*所给原文:*
········
题目大意:给定一个长度为 $n$ 的序列 $a$,问 $a$ 中有多少个区间的平均值不小于 $k$。$n \leq 2 \times 10^5$
将每个数都减 $k$,转化为求和大于等于 $0$ 的区间个数,考虑在前缀和数组中的两个位置 $l,r$,如果 $sum[r] \geq sum[l-1]$,说明区间 $[l,r]$ 的和是大于等于 $0$ 的,树状数组求顺序对个数即可。
#include <cstdio>
#include <algorithm>
typedef long long LL;
const int N = 200005;
int n, k; LL a[N], b[N], sum[N], ans;
int read() {
int x = 0; char c = getchar();
while (c < '0' || c > '9') c = getchar();
while (c >= '0' && c <= '9') {
x = (x << 3) + (x << 1) + (c ^ 48);
c = getchar();
}
return x;
}
int find(LL x) {
int l = 1, r = n;
while (l <= r) {
int mid = l + (r - l >> 1);
if (a[mid] == x) return mid;
if (a[mid] < x) l = mid + 1;
else r = mid - 1;
}
}
int lowbit(int x) {
return x & (-x);
}
int query(int x) {
int res = 0;
while (x) res += b[x], x -= lowbit(x);
return res;
}
void update(int x) {
while (x <= n) ++b[x], x += lowbit(x);
}
int main() {
n = read(), k = read();
for (int i = 1; i <= n; ++i) {
a[i] = sum[i] = sum[i-1] + read() - k;
if (sum[i] >= 0) ++ans;
}
std::sort(a + 1, a + n + 1);
for (int i = 1; i <= n; ++i) {
int x = find(sum[i]);
ans += query(x); update(x);
}
printf("%lld\n", ans);
return 0;
}
时间复杂度 $O(n \log n)$
········
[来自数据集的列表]
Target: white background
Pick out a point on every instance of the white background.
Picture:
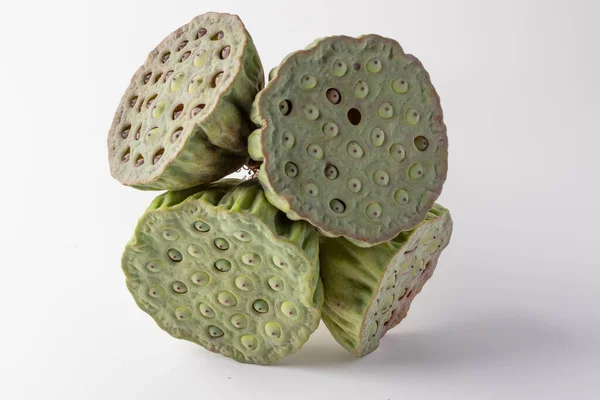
(513, 309)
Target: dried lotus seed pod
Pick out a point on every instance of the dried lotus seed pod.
(352, 138)
(368, 291)
(183, 120)
(218, 265)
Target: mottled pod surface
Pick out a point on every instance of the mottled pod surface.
(368, 291)
(220, 266)
(352, 138)
(184, 119)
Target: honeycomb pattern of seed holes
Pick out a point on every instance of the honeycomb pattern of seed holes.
(381, 178)
(201, 226)
(249, 342)
(400, 86)
(289, 309)
(353, 150)
(244, 283)
(174, 255)
(154, 265)
(157, 156)
(311, 189)
(337, 206)
(177, 111)
(421, 143)
(361, 90)
(273, 330)
(182, 313)
(195, 250)
(226, 298)
(377, 137)
(285, 107)
(373, 211)
(222, 265)
(331, 129)
(177, 81)
(290, 169)
(354, 185)
(287, 139)
(239, 321)
(156, 292)
(215, 331)
(139, 161)
(126, 155)
(401, 197)
(331, 172)
(200, 278)
(179, 287)
(279, 262)
(354, 116)
(206, 310)
(275, 283)
(310, 112)
(197, 109)
(308, 81)
(260, 306)
(416, 171)
(385, 110)
(397, 152)
(339, 68)
(251, 259)
(412, 116)
(315, 151)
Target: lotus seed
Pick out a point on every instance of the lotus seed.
(260, 306)
(239, 321)
(308, 82)
(200, 278)
(179, 287)
(154, 265)
(416, 171)
(223, 265)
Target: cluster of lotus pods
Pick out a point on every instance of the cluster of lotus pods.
(349, 148)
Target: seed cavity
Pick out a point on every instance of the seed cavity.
(260, 306)
(354, 116)
(179, 287)
(308, 82)
(222, 265)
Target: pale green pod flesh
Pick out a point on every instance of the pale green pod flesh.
(360, 120)
(234, 299)
(183, 120)
(368, 291)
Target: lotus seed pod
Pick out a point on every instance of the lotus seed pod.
(368, 291)
(183, 120)
(343, 126)
(255, 299)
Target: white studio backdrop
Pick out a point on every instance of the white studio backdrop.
(513, 308)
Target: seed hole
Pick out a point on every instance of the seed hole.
(354, 116)
(177, 111)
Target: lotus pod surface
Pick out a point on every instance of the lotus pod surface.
(352, 138)
(219, 266)
(368, 291)
(184, 119)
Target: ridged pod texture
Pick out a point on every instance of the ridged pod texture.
(219, 266)
(368, 291)
(352, 138)
(184, 119)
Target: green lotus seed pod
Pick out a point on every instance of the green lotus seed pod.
(183, 120)
(368, 291)
(367, 123)
(235, 299)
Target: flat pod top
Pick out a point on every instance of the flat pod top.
(352, 138)
(176, 90)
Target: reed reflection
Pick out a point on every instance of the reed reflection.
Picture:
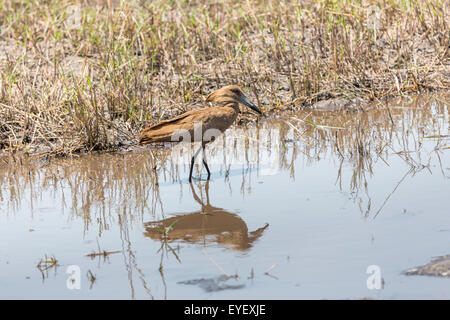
(208, 225)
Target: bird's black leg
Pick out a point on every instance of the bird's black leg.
(204, 162)
(192, 163)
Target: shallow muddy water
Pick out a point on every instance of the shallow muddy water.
(315, 205)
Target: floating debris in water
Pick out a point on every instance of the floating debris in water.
(214, 284)
(439, 267)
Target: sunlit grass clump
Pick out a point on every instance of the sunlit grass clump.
(88, 75)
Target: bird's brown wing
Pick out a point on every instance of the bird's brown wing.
(166, 131)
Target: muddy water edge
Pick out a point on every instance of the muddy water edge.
(305, 213)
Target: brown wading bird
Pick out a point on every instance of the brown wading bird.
(218, 118)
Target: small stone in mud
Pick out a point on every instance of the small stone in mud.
(440, 267)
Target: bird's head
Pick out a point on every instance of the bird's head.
(231, 94)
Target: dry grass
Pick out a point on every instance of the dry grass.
(67, 87)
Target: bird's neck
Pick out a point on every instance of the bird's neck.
(233, 105)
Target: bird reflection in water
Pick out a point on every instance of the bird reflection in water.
(207, 225)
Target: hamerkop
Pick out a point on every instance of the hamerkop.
(216, 118)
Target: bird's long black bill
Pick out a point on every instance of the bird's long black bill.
(246, 102)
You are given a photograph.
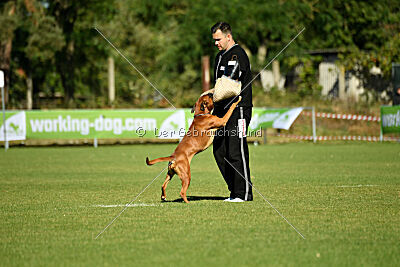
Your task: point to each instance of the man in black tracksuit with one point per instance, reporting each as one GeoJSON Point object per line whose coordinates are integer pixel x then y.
{"type": "Point", "coordinates": [228, 143]}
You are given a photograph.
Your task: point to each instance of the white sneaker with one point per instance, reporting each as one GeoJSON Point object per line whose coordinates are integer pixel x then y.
{"type": "Point", "coordinates": [234, 200]}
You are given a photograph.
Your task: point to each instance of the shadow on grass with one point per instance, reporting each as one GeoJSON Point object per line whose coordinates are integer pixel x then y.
{"type": "Point", "coordinates": [197, 198]}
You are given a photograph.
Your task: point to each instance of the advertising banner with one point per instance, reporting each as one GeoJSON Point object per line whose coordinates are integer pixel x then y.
{"type": "Point", "coordinates": [390, 119]}
{"type": "Point", "coordinates": [281, 118]}
{"type": "Point", "coordinates": [75, 124]}
{"type": "Point", "coordinates": [15, 126]}
{"type": "Point", "coordinates": [129, 124]}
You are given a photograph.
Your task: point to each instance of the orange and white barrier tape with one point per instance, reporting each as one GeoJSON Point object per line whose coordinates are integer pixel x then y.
{"type": "Point", "coordinates": [343, 116]}
{"type": "Point", "coordinates": [339, 138]}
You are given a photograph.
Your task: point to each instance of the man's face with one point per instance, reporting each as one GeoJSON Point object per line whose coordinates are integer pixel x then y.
{"type": "Point", "coordinates": [221, 40]}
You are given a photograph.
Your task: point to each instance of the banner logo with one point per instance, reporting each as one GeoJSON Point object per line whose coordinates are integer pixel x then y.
{"type": "Point", "coordinates": [15, 127]}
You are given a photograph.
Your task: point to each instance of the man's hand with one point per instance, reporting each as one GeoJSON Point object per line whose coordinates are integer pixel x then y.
{"type": "Point", "coordinates": [240, 99]}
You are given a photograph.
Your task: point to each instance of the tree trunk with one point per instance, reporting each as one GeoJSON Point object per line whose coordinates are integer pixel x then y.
{"type": "Point", "coordinates": [111, 81]}
{"type": "Point", "coordinates": [29, 91]}
{"type": "Point", "coordinates": [66, 67]}
{"type": "Point", "coordinates": [5, 59]}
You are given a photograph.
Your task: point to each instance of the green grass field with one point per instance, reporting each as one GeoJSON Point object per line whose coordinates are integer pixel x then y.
{"type": "Point", "coordinates": [344, 198]}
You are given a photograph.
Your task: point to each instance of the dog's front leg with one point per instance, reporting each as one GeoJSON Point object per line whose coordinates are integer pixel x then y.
{"type": "Point", "coordinates": [221, 122]}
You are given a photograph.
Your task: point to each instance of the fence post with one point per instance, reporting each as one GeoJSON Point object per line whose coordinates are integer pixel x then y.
{"type": "Point", "coordinates": [4, 109]}
{"type": "Point", "coordinates": [314, 125]}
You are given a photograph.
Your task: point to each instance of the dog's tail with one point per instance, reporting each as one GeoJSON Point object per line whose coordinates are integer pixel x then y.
{"type": "Point", "coordinates": [154, 161]}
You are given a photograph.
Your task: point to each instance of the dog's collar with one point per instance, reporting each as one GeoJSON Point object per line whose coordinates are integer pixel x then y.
{"type": "Point", "coordinates": [201, 114]}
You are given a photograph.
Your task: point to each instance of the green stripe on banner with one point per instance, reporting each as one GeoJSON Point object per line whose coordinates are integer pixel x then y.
{"type": "Point", "coordinates": [129, 124]}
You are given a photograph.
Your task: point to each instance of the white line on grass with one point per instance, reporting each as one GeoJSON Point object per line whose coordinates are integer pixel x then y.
{"type": "Point", "coordinates": [280, 214]}
{"type": "Point", "coordinates": [360, 185]}
{"type": "Point", "coordinates": [127, 205]}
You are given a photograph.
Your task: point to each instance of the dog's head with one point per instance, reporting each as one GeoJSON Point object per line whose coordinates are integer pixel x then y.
{"type": "Point", "coordinates": [204, 104]}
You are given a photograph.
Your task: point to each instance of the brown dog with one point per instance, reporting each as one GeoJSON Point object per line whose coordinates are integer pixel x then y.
{"type": "Point", "coordinates": [199, 136]}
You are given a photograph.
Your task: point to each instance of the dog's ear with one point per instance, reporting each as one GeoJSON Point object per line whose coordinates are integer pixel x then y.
{"type": "Point", "coordinates": [203, 105]}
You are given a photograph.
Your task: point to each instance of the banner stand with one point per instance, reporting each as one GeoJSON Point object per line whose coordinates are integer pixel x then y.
{"type": "Point", "coordinates": [4, 109]}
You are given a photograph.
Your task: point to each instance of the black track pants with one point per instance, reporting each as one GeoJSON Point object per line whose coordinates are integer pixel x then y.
{"type": "Point", "coordinates": [230, 146]}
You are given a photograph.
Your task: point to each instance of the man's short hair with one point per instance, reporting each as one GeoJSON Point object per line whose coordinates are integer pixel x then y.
{"type": "Point", "coordinates": [223, 26]}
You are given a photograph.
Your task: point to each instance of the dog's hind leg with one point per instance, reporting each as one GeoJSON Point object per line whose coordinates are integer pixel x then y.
{"type": "Point", "coordinates": [184, 174]}
{"type": "Point", "coordinates": [170, 174]}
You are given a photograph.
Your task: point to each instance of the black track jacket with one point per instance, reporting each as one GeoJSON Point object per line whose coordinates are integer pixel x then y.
{"type": "Point", "coordinates": [221, 62]}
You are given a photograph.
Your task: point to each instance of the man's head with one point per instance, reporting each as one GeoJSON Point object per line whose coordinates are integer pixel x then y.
{"type": "Point", "coordinates": [222, 35]}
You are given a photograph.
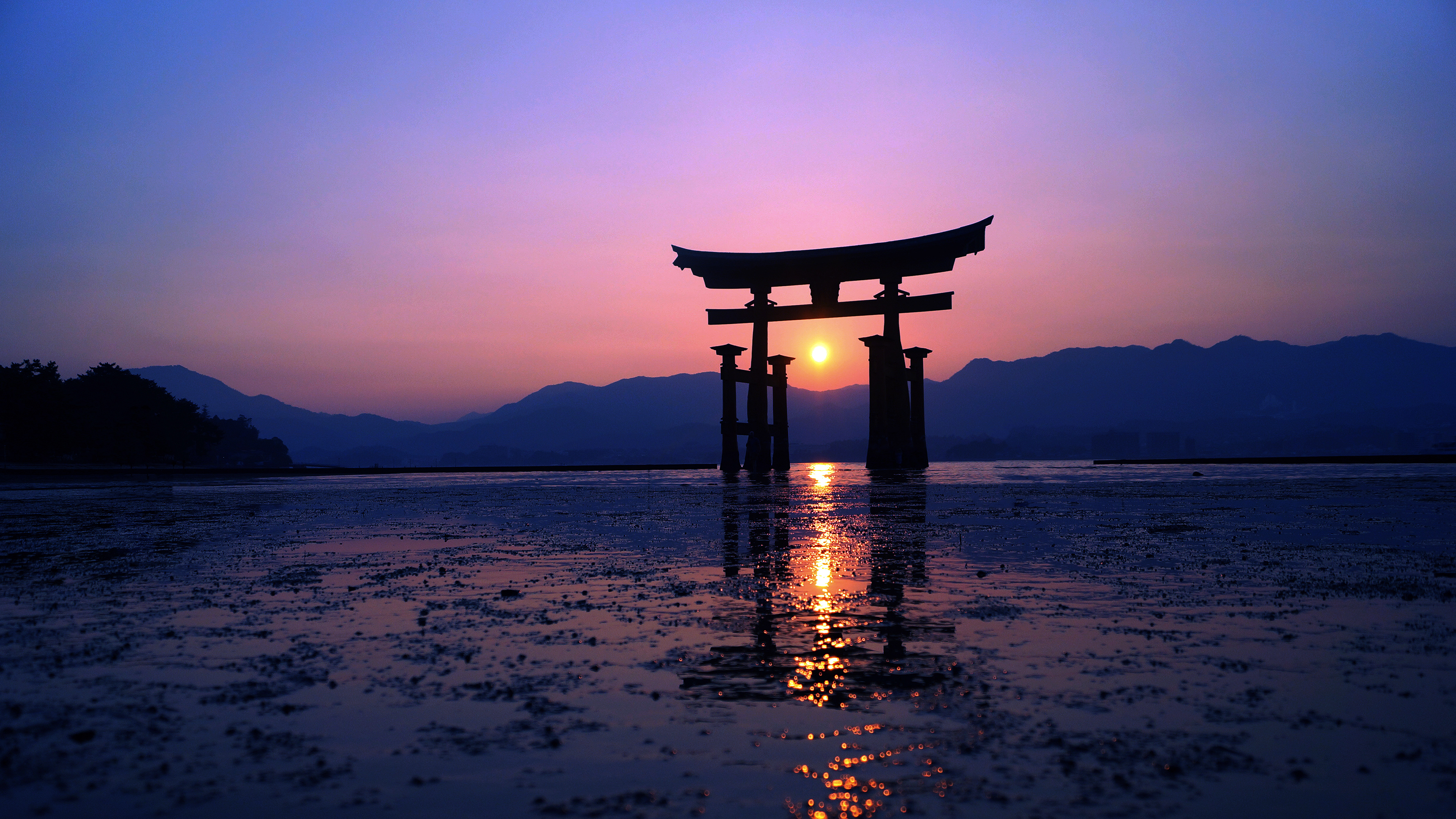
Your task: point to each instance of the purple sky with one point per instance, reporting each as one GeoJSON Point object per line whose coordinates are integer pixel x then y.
{"type": "Point", "coordinates": [426, 209]}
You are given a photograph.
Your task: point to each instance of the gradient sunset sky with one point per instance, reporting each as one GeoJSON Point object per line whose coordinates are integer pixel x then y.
{"type": "Point", "coordinates": [428, 209]}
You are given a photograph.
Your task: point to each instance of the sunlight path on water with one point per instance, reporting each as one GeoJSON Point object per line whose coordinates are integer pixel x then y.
{"type": "Point", "coordinates": [1030, 637]}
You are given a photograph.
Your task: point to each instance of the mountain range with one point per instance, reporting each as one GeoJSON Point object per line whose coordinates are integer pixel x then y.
{"type": "Point", "coordinates": [1239, 394]}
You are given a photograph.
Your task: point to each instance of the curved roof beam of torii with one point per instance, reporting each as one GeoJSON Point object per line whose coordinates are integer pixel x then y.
{"type": "Point", "coordinates": [857, 263]}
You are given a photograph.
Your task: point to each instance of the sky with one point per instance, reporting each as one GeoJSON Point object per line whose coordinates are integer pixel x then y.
{"type": "Point", "coordinates": [428, 209]}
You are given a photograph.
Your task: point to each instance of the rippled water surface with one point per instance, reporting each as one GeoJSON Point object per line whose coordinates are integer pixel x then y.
{"type": "Point", "coordinates": [1008, 639]}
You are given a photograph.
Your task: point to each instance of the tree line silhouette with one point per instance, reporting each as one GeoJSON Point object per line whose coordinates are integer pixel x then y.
{"type": "Point", "coordinates": [110, 416]}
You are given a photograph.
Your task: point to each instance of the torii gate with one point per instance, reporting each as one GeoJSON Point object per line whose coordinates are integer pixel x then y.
{"type": "Point", "coordinates": [896, 419]}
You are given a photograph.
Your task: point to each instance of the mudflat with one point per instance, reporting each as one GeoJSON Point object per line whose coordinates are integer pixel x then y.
{"type": "Point", "coordinates": [1004, 639]}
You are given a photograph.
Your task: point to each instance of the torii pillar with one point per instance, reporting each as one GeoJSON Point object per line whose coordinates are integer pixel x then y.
{"type": "Point", "coordinates": [918, 457]}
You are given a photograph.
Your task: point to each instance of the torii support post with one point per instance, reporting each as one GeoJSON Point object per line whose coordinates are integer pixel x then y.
{"type": "Point", "coordinates": [756, 457]}
{"type": "Point", "coordinates": [918, 458]}
{"type": "Point", "coordinates": [781, 410]}
{"type": "Point", "coordinates": [893, 375]}
{"type": "Point", "coordinates": [728, 461]}
{"type": "Point", "coordinates": [882, 454]}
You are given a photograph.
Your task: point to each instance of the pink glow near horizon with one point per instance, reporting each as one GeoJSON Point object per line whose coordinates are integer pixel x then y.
{"type": "Point", "coordinates": [428, 213]}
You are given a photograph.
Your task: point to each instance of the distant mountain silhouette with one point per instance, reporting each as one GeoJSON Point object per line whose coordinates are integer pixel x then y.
{"type": "Point", "coordinates": [1181, 381]}
{"type": "Point", "coordinates": [300, 429]}
{"type": "Point", "coordinates": [1253, 385]}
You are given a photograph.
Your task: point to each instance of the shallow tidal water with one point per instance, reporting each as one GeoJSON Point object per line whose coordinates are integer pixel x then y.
{"type": "Point", "coordinates": [1034, 639]}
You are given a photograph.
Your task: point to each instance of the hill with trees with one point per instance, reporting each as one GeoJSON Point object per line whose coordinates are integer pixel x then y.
{"type": "Point", "coordinates": [111, 416]}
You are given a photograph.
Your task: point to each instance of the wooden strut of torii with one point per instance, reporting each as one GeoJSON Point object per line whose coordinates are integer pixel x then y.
{"type": "Point", "coordinates": [896, 416]}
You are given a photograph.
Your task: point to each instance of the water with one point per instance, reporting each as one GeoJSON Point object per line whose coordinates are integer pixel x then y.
{"type": "Point", "coordinates": [1014, 637]}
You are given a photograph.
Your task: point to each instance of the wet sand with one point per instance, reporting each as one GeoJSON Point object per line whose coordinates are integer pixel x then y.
{"type": "Point", "coordinates": [1011, 640]}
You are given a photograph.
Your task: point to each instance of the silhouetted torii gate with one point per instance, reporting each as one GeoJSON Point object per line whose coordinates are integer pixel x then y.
{"type": "Point", "coordinates": [896, 419]}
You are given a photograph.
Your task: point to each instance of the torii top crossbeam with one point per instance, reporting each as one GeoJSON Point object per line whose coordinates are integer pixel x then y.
{"type": "Point", "coordinates": [935, 253]}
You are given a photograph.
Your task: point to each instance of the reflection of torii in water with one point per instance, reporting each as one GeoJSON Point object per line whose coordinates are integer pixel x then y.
{"type": "Point", "coordinates": [896, 419]}
{"type": "Point", "coordinates": [811, 652]}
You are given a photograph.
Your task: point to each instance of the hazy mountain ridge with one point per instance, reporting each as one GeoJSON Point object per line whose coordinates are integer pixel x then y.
{"type": "Point", "coordinates": [1181, 381]}
{"type": "Point", "coordinates": [1171, 387]}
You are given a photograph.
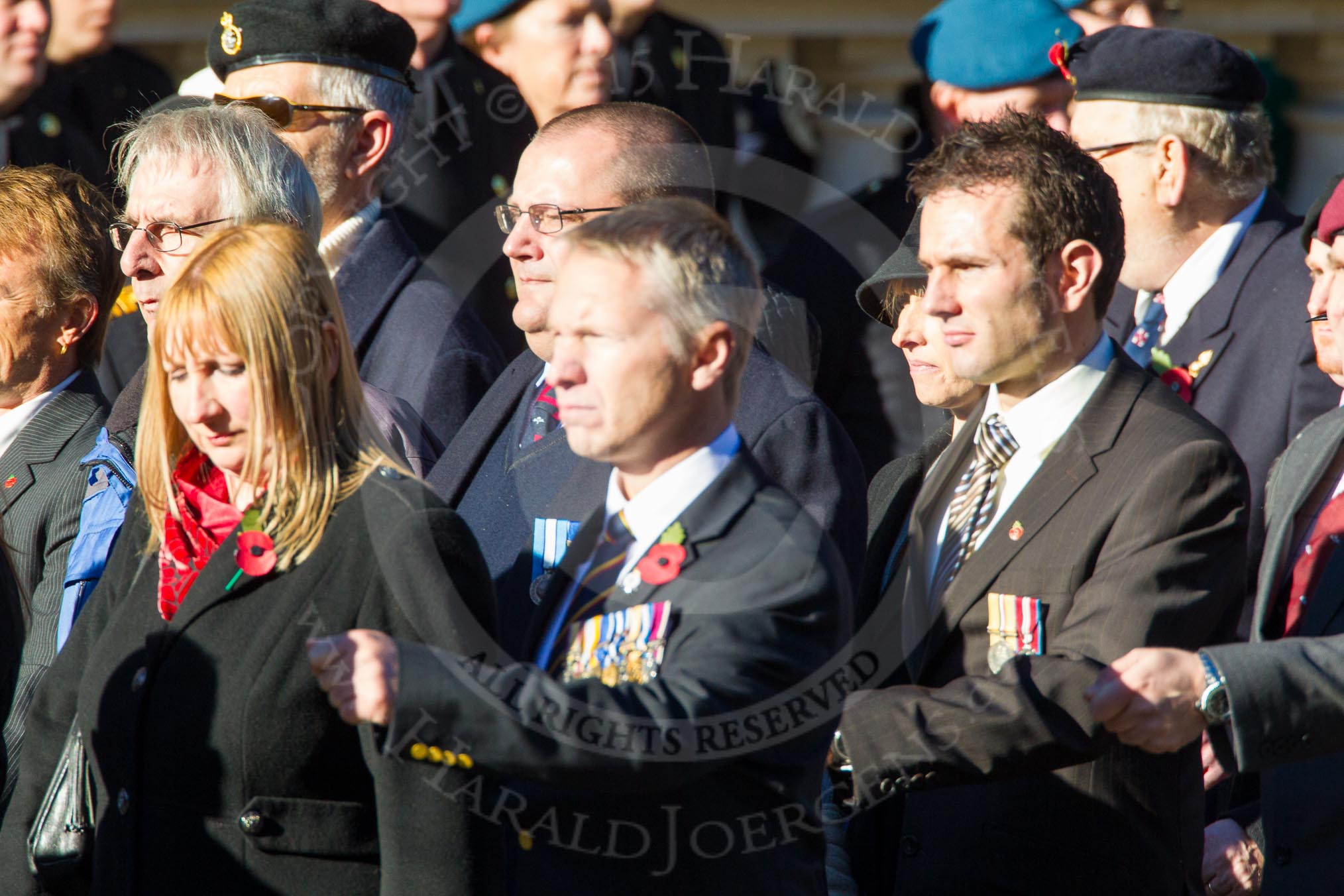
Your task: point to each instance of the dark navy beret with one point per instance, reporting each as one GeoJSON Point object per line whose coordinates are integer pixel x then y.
{"type": "Point", "coordinates": [903, 264]}
{"type": "Point", "coordinates": [988, 44]}
{"type": "Point", "coordinates": [351, 34]}
{"type": "Point", "coordinates": [1163, 65]}
{"type": "Point", "coordinates": [473, 13]}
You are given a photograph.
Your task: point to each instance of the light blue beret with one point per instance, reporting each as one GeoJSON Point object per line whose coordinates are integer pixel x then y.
{"type": "Point", "coordinates": [988, 44]}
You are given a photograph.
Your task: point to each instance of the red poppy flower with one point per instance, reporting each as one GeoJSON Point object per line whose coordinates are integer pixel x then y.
{"type": "Point", "coordinates": [1060, 58]}
{"type": "Point", "coordinates": [256, 554]}
{"type": "Point", "coordinates": [1180, 382]}
{"type": "Point", "coordinates": [661, 563]}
········
*任务清单:*
A. 这篇题解给出的时间复杂度是多少?
B. 请把这篇题解中以含“题目大意:给定一个长度为 $n$ 的序列”的文字开头、到“的和是大于等于 $0$ 的,树状数组求顺序对个数即可。”为止的部分原样抄写出来。
这份列表取自另外的来源。

*各题答案:*
A. $O(n \log n)$

B.
题目大意:给定一个长度为 $n$ 的序列 $a$,问 $a$ 中有多少个区间的平均值不小于 $k$。$n \leq 2 \times 10^5$
将每个数都减 $k$,转化为求和大于等于 $0$ 的区间个数,考虑在前缀和数组中的两个位置 $l,r$,如果 $sum[r] \geq sum[l-1]$,说明区间 $[l,r]$ 的和是大于等于 $0$ 的,树状数组求顺序对个数即可。